Selected text >>
- - - - - - -

Chronic Hepatitis B
Chronic carriers of the Hepatitis B virus have been defined as those who are Hepatitis B surface antigen positive for greater than 6 months.
These have generally been characterised as either healthy carriers who are anti-HBe positive with normal ALTs, or as patients with chronic Hepatitis B.
However it is clear that there is a variable course looking at clinical, biochemical and virological markers between these two case definitions.
Therefore it has been suggested that it may be more reasonable to classify chronically infected patients with Hepatitis B based on their serological and biochemical status.
† This would lead to three classifications, the first being patients who are e antigen positive with raised ALTs. These patients would also be Hepatitis B DNA positive and core antigen positive in the liver cells. These patients have ongoing active viral replication and evidence of liver damage due to Hepatitis B.
† A second classification would be patients who are e antigen negative, but have a raised ALT. These patients could be subdivided into two groups – one which has Hepatitis B DNA detectable as well as core antigen in liver.

- - - - - - -

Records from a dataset
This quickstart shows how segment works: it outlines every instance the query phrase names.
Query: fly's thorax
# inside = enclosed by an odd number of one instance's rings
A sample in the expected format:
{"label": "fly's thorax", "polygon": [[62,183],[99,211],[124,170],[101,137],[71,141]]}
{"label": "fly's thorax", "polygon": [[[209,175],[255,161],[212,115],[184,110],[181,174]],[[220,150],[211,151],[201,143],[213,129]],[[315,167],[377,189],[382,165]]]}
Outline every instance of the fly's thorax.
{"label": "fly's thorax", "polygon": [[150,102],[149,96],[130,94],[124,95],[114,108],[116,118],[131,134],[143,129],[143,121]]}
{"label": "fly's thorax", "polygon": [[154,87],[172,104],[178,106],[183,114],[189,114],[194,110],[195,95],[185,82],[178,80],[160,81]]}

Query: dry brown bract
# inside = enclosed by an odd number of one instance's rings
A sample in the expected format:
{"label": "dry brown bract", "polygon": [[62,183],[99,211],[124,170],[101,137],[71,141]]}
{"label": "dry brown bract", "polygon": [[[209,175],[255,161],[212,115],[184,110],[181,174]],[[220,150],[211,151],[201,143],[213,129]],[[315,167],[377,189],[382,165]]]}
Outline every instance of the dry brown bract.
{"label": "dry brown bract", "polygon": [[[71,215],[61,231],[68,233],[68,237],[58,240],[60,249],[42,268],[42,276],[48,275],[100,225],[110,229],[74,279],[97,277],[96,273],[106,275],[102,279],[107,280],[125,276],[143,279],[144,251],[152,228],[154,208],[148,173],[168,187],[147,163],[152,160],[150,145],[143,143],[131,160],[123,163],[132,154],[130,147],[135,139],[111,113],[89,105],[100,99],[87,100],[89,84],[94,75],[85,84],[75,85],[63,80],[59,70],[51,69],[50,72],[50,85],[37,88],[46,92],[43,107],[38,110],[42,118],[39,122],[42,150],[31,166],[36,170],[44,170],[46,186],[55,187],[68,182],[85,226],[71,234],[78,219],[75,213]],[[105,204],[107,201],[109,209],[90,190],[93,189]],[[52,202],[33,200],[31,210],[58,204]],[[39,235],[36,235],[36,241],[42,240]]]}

- - - - - - -

List of tasks >>
1. Copy out the stretch of the hepatitis B text from "These have generally" through "and biochemical status.", word for word.
2. List the three kinds of markers that the hepatitis B text says show a variable course between the two case definitions.
Rely only on the hepatitis B text, not the data.

Responses by item number >>
1.
These have generally been characterised as either healthy carriers who are anti-HBe positive with normal ALTs, or as patients with chronic Hepatitis B.
However it is clear that there is a variable course looking at clinical, biochemical and virological markers between these two case definitions.
Therefore it has been suggested that it may be more reasonable to classify chronically infected patients with Hepatitis B based on their serological and biochemical status.

2.
- Clinical
- Biochemical
- Virological